[What you have to do]
This calls for a verbatim copy of all the data, with no images carried over.
═════ Given information
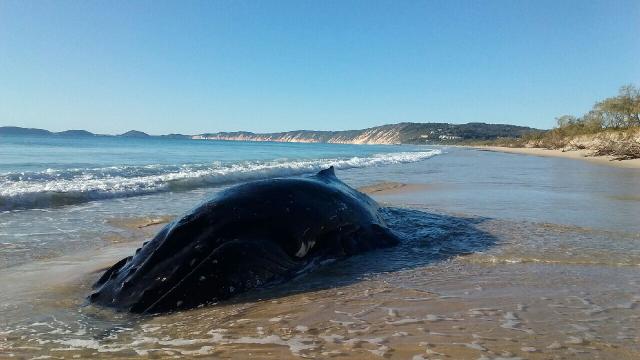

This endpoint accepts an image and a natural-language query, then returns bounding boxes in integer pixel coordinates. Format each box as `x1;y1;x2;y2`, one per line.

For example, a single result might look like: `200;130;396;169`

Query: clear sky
1;0;638;134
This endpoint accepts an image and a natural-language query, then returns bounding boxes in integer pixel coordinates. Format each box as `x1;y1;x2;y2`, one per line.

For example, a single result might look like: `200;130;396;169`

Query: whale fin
316;166;336;178
93;256;131;288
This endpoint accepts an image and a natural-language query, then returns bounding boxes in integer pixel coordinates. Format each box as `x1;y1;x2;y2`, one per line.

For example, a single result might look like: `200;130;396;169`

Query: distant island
0;127;165;139
119;130;152;138
0;122;536;145
57;130;95;137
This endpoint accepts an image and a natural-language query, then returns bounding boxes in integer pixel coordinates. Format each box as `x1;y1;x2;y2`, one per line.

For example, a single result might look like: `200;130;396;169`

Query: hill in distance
0;127;151;138
196;122;537;145
119;130;151;138
57;130;95;137
0;126;52;136
0;122;539;145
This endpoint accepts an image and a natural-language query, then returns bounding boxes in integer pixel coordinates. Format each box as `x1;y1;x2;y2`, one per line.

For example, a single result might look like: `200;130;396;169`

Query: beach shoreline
2;146;640;359
472;146;640;169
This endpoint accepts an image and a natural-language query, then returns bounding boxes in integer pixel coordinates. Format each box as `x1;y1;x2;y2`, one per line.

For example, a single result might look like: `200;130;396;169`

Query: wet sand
475;146;640;169
358;182;438;195
106;215;175;231
1;204;638;359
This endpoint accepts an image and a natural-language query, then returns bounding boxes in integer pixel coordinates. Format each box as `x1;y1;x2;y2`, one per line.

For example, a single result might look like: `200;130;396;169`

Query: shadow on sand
══════════
[Task output]
This endpoint accepts an image and a natural-language query, then returns bounding boxes in integer pixel coordinates. Format each box as `x1;y1;x2;y2`, one per line.

For example, a single result might look like: `200;130;396;169`

Query: clear sky
1;0;638;134
This endpoint accepts an image and a natural-language query, then returns bounding boxes in integer pixel coordinates. Format each box as `x1;y1;x2;y2`, one per line.

For example, a single result might look like: `200;130;396;169`

Query: whale fin
316;166;336;178
93;256;131;288
This endpoint accepts an image and a natural-language query, then returns bounding boxes in integer pixel coordinates. Format each box as `x1;y1;x2;y2`, one per line.

For example, a single result might look like: `200;130;396;169`

Query: distant island
0;127;165;139
119;130;152;138
0;122;536;145
57;130;95;137
This endpoint accepts an image and a natural-language query, then returns bounding boxes in integer pixel coordinates. Format each box as `x1;y1;x2;y2`, one per line.

For example, a single result might look like: `200;130;396;169`

Query: hill in distance
0;127;151;138
196;122;537;145
119;130;151;138
57;130;95;137
0;126;52;136
0;122;539;145
This endpoint accepts an image and a natural-language query, then returns bounding boxes in integer pixel coordinates. Format each box as `x1;y1;x2;y2`, one per line.

For example, a single result might look like: `200;130;396;169`

Query: beach shoreline
2;146;640;359
472;146;640;169
This endpoint accepts an image and a natural-language query, then returns bounding boxes in integer pixel coordinates. Format each box as `x1;y1;x2;y2`, one per line.

For example, a single result might look like: `200;130;396;169`

Query: wet sand
475;146;640;169
358;182;438;195
106;215;175;231
1;204;638;359
This endpoint accepts an image and a natural-language query, then returns bounding boxes in integer pixel coordinates. Format each box as `x1;y1;x2;y2`, one per line.

For example, a single result might look like: `200;130;396;169`

Query: shadow on sand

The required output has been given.